** Start Material to process **
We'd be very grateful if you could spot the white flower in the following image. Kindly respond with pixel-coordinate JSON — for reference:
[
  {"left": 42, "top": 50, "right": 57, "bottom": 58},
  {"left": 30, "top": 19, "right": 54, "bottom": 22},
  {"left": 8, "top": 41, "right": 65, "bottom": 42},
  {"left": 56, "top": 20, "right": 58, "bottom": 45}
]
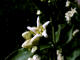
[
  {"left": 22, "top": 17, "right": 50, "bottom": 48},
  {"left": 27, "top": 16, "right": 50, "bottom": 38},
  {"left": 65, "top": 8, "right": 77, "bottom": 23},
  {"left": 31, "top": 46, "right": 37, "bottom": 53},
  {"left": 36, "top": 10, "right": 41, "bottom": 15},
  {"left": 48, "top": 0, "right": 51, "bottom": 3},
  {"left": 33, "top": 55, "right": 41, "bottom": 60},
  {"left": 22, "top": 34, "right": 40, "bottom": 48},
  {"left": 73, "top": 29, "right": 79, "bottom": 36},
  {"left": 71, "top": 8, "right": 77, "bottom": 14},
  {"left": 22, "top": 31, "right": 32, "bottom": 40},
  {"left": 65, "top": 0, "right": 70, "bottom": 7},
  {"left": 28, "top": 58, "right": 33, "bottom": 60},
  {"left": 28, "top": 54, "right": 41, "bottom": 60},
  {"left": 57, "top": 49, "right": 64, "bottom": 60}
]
** End Material to process **
** Start Material to process **
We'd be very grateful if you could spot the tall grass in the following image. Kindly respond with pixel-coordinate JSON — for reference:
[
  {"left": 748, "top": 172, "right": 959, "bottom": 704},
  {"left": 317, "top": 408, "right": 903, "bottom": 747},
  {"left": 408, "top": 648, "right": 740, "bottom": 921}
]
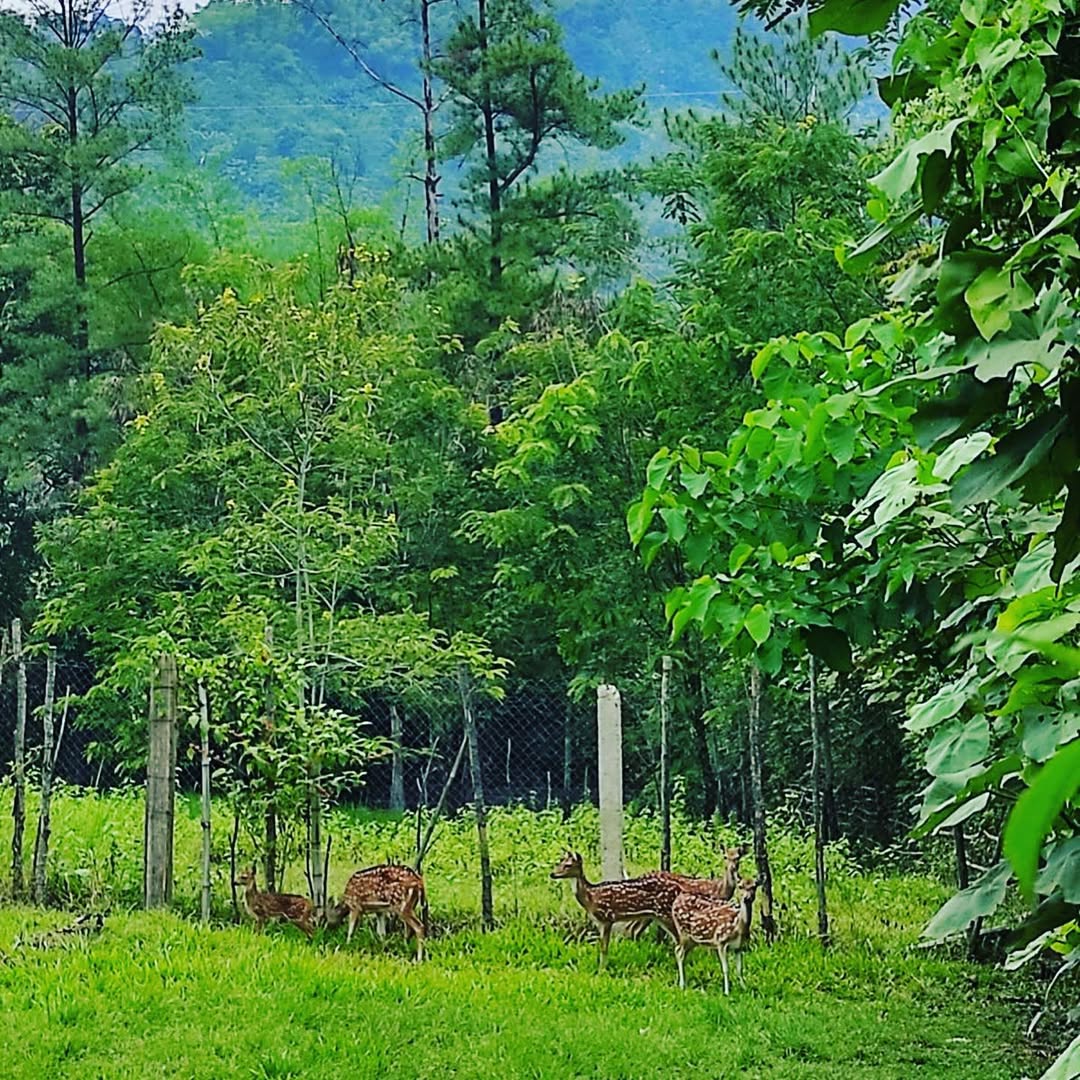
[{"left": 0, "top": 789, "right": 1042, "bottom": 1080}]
** End Material to process **
What the task asks:
List each line of the entries above that contains the string "image", and reproduce every such line in full.

Answer to this exercise:
We'd be very grateful if you could spot the white flower in the following image. Kindly respond with pixel-coordinate JSON — for reference:
We'd be very grateful if you could spot the tall grass in the following image. Kindly respond with pixel-coordinate JSON — for reference:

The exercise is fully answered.